Restate each of the lines given below, word for word.

____________________

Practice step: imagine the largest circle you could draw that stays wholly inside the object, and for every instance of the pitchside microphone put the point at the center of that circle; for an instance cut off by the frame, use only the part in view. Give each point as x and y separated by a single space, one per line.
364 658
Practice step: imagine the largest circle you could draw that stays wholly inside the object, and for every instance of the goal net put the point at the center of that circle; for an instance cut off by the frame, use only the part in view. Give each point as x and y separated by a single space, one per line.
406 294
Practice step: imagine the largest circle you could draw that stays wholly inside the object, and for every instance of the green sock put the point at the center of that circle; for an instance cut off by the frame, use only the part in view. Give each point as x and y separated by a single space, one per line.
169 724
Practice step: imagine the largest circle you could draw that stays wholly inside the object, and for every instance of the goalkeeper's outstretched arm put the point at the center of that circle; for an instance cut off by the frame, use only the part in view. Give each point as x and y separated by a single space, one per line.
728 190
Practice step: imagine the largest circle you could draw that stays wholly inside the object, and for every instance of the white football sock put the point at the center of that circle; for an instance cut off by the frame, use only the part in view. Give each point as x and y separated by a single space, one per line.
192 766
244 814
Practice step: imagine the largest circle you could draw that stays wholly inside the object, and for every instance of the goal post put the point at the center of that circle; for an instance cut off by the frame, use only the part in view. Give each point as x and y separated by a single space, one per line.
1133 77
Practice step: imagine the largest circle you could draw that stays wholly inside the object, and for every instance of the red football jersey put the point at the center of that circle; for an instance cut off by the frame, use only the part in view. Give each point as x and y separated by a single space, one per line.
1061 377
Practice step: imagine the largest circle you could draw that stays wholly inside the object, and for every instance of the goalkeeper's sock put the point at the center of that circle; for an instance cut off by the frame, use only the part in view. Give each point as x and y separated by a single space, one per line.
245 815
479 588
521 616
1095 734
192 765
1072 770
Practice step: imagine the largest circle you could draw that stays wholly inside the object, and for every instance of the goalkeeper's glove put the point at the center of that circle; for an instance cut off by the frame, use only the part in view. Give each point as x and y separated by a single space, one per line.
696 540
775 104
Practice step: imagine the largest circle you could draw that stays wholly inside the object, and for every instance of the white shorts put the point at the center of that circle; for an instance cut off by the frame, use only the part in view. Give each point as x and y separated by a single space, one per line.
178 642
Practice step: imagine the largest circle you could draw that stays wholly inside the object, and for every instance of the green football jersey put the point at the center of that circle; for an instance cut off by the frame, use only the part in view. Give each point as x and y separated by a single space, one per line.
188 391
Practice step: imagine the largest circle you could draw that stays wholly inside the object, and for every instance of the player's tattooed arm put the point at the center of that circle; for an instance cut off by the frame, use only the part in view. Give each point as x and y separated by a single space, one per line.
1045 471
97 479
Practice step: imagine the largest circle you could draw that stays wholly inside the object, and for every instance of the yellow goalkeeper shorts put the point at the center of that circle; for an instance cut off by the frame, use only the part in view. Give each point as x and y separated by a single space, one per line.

____________________

◆ Reply to the task ◆
Practice step: imagine the largest circle you could draw that stays wholly inside the object, and for every instance of the pitchside microphone put the point at the center of that circle; for an instance cut off by the frame, use only the part in view. Give each point as x and y separated by a single space, one per line.
364 658
Practice step: imagine the largest circle you could draw that stays wholly inside the object, and for every instance of the goal net put the point at the center of that circle; for an instance cut off by the frame, use only the part in view. Give each point as x and y separated by a single space, one per line.
406 294
Practice step: imagine the largest circle you could draw that stays wholly inside the object, and for every instance of the green sock put the point at the center of that circle; for an instance cut off by the frame, use only the part in view. Give each point as x and y separated by a single space, one per line.
169 724
Practice step: imagine the largest circle you could draw that stays wholly inside the object, and for every instance of the goalkeeper's outstretched arm put the point at the center of that circle; for an instance cut off by the frame, use only the part in view. Give each point as x and y separated by a single space, one per line.
728 190
Practice step: imagine the largest circle you could draw that stays wholly inside the object, and for every instance of the white football sock put the point at the center of that circle; for an instance cut off by the frame, use only the part in view. Give each point as x and y separated by a single space, one per line.
192 766
244 814
Practice step: imagine the largest circle you could draw that stays wholly inside the object, and for every instance of the goal post put the point at the center of that circle; for an instance cut off by the frame, use only the part in view. Give each point as x and y separated by a single space, one per line.
1133 77
Practice step: imagine the largest circle you could draw that stays wholly inside the object, and for every instance of the red football jersey put the point at the center of that circle; for an instance cut off by the frame, use only the part in view. Give each point as x and y separated by a single space, one per line.
1061 377
Practice step: imagine the largest circle you could draw that stays wholly inside the object, and for every instance of the goalkeeper's sock put the point at the center of that circle; for an instance cut off by the frame, use only the part in view. Give each point as x and y separated by a single space, one per line.
245 815
479 588
521 616
1095 734
192 765
1072 770
Practice step: imagine the largest circle you could draw that stays wholly inside the object, and for every instance of the goalkeeper's glove put the point at the center of that circle; for an instance cut off by the frame, use only the part in view. Give each point as x and y separated by a single space, one per line.
696 540
775 104
Practice step: imagine the largest circle you could draw that stays wholly inside the object, and for every instance of the white shorts put the point at the center of that circle; for an instance cut off by the frame, use only the part in view. Give each point as x and y separated by a single space, one per line.
178 642
Practice step: imagine the largest circle you could draw that stays wholly inside the object, and for every instance of the green football jersey put the point at the center of that circle; for an instance cut off by the frame, use only the part in view. Give each point as x and y separated by a single space, one per line.
188 391
Practice step: imagine the largest circle you could draw that stays wholly inside the object, and for every instance of the player's tattooed arm put the point at the center of that circle; for an instance cut off by the frame, use only the part in view. Give each point as x and y separated by a single space, one per line.
1045 471
97 479
Practice step: imagine the largest circle you could draw that stays wholly inside the object, and for every instance of the yellow goalkeeper shorts put the point at the center of that circle; for an instance cut off by the frame, use only the part in view. Give each point as x and y separated by a single space, one per line.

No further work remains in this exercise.